_Dataset records_
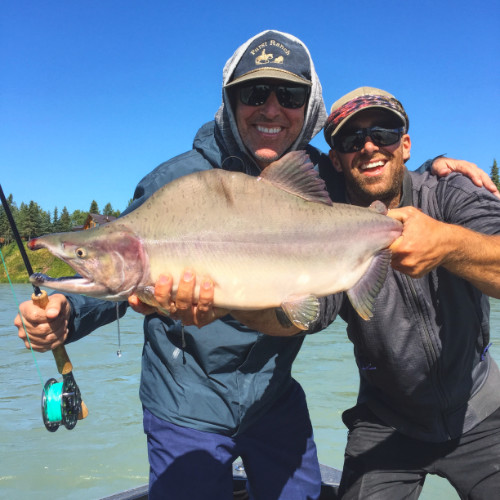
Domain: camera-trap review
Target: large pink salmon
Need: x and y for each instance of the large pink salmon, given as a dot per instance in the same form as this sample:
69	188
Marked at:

_Your task_
Please write these lines out again, swapping "salmon" for "trout" wherever it appears and changing nothing else. Leave the pictures out.

_Response to the exercise_
Domain: camera-trap review
Target: large pink trout
Need: x and y for each instance of the large pink trout, given as a dot per instance in the same form as this sample:
69	188
Marked at:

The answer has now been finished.